_WHAT YOU NEED TO DO:_
If the records include pictures, omit them and set down everything else verbatim.
Segment Start: RECORDS FOR THIS EXERCISE
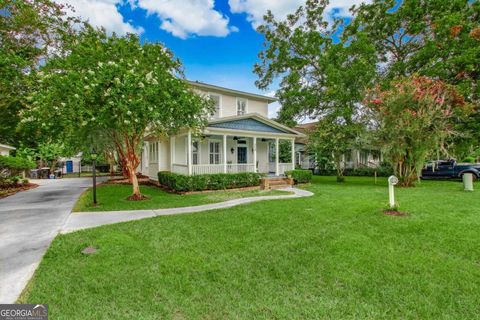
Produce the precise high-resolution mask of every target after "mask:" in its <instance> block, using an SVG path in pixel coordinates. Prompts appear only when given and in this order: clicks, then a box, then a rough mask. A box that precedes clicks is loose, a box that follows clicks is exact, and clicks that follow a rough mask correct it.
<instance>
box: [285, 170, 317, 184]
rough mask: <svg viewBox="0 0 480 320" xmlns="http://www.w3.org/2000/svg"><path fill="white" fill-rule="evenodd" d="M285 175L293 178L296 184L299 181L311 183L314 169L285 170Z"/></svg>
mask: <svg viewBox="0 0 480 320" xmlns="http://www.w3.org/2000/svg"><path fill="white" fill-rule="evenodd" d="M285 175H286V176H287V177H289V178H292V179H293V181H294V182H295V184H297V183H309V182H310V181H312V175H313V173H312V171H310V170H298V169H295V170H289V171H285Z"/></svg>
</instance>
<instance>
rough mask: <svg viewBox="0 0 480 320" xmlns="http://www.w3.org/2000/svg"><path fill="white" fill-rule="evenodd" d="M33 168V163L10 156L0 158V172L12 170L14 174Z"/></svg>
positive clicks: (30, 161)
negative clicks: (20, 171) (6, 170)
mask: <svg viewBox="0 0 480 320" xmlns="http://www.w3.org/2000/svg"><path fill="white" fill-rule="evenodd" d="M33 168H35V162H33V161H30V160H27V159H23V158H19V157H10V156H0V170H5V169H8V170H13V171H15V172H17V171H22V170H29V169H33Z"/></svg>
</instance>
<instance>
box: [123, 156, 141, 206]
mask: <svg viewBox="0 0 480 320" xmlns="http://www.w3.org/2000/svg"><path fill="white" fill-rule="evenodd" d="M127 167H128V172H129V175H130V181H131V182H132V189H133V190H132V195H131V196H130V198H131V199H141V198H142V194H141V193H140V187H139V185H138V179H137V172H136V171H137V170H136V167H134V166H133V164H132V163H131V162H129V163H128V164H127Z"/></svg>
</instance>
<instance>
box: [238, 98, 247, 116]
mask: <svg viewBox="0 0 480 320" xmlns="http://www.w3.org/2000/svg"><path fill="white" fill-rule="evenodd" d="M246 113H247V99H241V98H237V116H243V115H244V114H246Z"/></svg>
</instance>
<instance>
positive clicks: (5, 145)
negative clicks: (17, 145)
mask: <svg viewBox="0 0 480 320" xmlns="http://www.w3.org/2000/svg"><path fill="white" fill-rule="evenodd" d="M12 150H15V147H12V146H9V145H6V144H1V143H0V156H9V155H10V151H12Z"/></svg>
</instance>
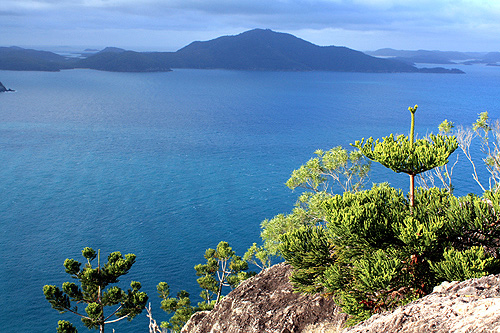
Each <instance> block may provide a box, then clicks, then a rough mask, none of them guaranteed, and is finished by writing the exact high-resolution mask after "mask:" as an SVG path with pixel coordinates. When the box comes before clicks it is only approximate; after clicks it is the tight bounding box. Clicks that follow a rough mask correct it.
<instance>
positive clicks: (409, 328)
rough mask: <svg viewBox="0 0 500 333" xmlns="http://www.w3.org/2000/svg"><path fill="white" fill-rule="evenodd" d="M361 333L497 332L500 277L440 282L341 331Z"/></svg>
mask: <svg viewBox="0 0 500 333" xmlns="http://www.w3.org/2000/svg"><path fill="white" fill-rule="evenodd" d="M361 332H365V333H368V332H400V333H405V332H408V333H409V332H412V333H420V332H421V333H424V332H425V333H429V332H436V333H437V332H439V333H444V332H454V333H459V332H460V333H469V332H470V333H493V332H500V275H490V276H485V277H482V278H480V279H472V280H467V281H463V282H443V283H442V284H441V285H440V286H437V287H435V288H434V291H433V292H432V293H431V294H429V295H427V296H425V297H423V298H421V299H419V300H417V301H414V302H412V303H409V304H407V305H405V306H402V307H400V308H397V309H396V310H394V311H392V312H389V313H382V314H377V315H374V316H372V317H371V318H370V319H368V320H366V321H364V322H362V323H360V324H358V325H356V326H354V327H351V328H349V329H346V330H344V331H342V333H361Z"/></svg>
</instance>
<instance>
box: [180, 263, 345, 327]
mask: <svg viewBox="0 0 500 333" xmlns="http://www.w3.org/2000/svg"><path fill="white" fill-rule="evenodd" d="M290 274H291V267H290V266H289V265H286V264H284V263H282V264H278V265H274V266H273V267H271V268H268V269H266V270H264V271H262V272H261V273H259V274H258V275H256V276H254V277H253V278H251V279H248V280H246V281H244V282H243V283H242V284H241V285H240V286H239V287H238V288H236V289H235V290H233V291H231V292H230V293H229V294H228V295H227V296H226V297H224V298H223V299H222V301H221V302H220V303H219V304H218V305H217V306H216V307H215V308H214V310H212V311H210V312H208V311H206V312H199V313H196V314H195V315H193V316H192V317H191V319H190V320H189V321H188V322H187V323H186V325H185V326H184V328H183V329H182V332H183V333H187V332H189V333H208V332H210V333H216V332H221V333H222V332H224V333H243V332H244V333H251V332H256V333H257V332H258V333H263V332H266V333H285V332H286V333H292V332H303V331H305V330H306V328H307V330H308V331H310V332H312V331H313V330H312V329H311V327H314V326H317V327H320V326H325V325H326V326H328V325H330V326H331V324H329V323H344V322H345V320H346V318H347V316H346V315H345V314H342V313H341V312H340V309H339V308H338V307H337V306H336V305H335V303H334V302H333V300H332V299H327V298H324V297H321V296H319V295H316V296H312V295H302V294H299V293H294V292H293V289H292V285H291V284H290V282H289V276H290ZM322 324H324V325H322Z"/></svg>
Segment End: RECORDS FOR THIS EXERCISE
_REPLY TO THE TASK:_
Produce the precise high-resolution mask of every target after "mask:" in its <instance> block, using an SVG path in pixel coordinates. Prompts appear only when given and in this order: clicks, then a box, then a rough mask. A box that precedes clicks is loose, a box that follows clicks is exact, and clicks that follow a rough mask correct it.
<instance>
box: [285, 170, 317, 184]
rough mask: <svg viewBox="0 0 480 320" xmlns="http://www.w3.org/2000/svg"><path fill="white" fill-rule="evenodd" d="M285 175L293 178L296 184L299 181L311 183L314 169L285 170Z"/></svg>
mask: <svg viewBox="0 0 480 320" xmlns="http://www.w3.org/2000/svg"><path fill="white" fill-rule="evenodd" d="M285 175H286V176H287V177H289V178H292V179H293V181H294V182H295V184H297V183H309V182H310V181H312V175H313V173H312V171H310V170H298V169H295V170H289V171H285Z"/></svg>
</instance>
<instance>
rough mask: <svg viewBox="0 0 480 320" xmlns="http://www.w3.org/2000/svg"><path fill="white" fill-rule="evenodd" d="M33 168V163L10 156L0 158V172L12 170L14 174Z"/></svg>
positive clicks: (30, 161)
negative clicks: (20, 171) (6, 170)
mask: <svg viewBox="0 0 480 320" xmlns="http://www.w3.org/2000/svg"><path fill="white" fill-rule="evenodd" d="M33 168H35V162H33V161H30V160H27V159H23V158H19V157H10V156H0V170H5V169H8V170H13V171H15V172H17V171H22V170H29V169H33Z"/></svg>
</instance>
<instance>
box: [123, 156, 141, 206]
mask: <svg viewBox="0 0 480 320" xmlns="http://www.w3.org/2000/svg"><path fill="white" fill-rule="evenodd" d="M127 167H128V172H129V175H130V181H131V182H132V189H133V190H132V195H131V196H130V198H131V199H141V198H142V194H141V193H140V187H139V185H138V179H137V172H136V171H137V170H136V167H134V166H133V164H132V163H131V162H129V163H128V164H127Z"/></svg>
</instance>
<instance>
box: [238, 98, 247, 116]
mask: <svg viewBox="0 0 480 320" xmlns="http://www.w3.org/2000/svg"><path fill="white" fill-rule="evenodd" d="M246 113H247V99H241V98H237V116H243V115H244V114H246Z"/></svg>
</instance>
<instance>
positive clicks: (5, 145)
negative clicks: (17, 145)
mask: <svg viewBox="0 0 480 320" xmlns="http://www.w3.org/2000/svg"><path fill="white" fill-rule="evenodd" d="M12 150H15V147H12V146H9V145H6V144H1V143H0V156H9V155H10V151H12Z"/></svg>
</instance>
Each <instance> block may provide a box, then clicks, then a rough mask, none of them guaranteed, and is finished by writing the exact high-resolution mask after "mask:" as an SVG path with pixel coordinates. When the box comes before clicks it is only approximate; after clicks it is the tight bounding box. Clicks that follow a rough mask correct it.
<instance>
positive clicks: (409, 328)
rough mask: <svg viewBox="0 0 500 333" xmlns="http://www.w3.org/2000/svg"><path fill="white" fill-rule="evenodd" d="M361 333L497 332L500 277L440 282L341 331Z"/></svg>
mask: <svg viewBox="0 0 500 333" xmlns="http://www.w3.org/2000/svg"><path fill="white" fill-rule="evenodd" d="M361 332H365V333H368V332H400V333H405V332H408V333H409V332H412V333H420V332H421V333H424V332H425V333H429V332H436V333H437V332H439V333H444V332H454V333H459V332H460V333H469V332H470V333H493V332H500V275H490V276H485V277H482V278H480V279H472V280H467V281H463V282H443V283H442V284H441V285H440V286H437V287H435V288H434V291H433V292H432V293H431V294H429V295H427V296H425V297H423V298H421V299H419V300H417V301H414V302H412V303H409V304H407V305H405V306H402V307H400V308H397V309H396V310H394V311H392V312H389V313H382V314H377V315H374V316H372V317H371V318H370V319H368V320H366V321H364V322H362V323H360V324H358V325H356V326H354V327H351V328H349V329H346V330H344V331H342V333H361Z"/></svg>
</instance>
<instance>
box: [180, 263, 345, 327]
mask: <svg viewBox="0 0 500 333" xmlns="http://www.w3.org/2000/svg"><path fill="white" fill-rule="evenodd" d="M290 274H291V267H290V266H289V265H286V264H284V263H282V264H278V265H274V266H273V267H271V268H268V269H266V270H264V271H262V272H261V273H259V274H258V275H256V276H254V277H253V278H251V279H248V280H246V281H244V282H243V283H242V284H241V285H240V286H239V287H238V288H236V289H235V290H233V291H231V292H230V293H229V294H228V295H227V296H226V297H224V298H223V299H222V301H221V302H220V303H219V304H218V305H217V306H216V307H215V308H214V310H212V311H210V312H208V311H206V312H199V313H196V314H195V315H193V316H192V317H191V319H190V320H189V321H188V322H187V323H186V325H185V326H184V328H183V329H182V332H183V333H187V332H189V333H208V332H210V333H216V332H221V333H222V332H224V333H243V332H244V333H251V332H256V333H257V332H258V333H263V332H266V333H285V332H286V333H292V332H303V331H305V330H306V328H307V330H308V331H310V332H312V331H313V330H312V329H311V327H314V326H317V327H320V326H325V325H326V326H328V325H330V326H331V324H329V323H344V322H345V320H346V318H347V316H346V315H345V314H342V313H341V312H340V309H339V308H338V307H337V306H336V305H335V303H334V302H333V300H332V299H327V298H324V297H321V296H319V295H316V296H312V295H302V294H299V293H294V292H293V289H292V285H291V284H290V282H289V276H290ZM322 324H324V325H322Z"/></svg>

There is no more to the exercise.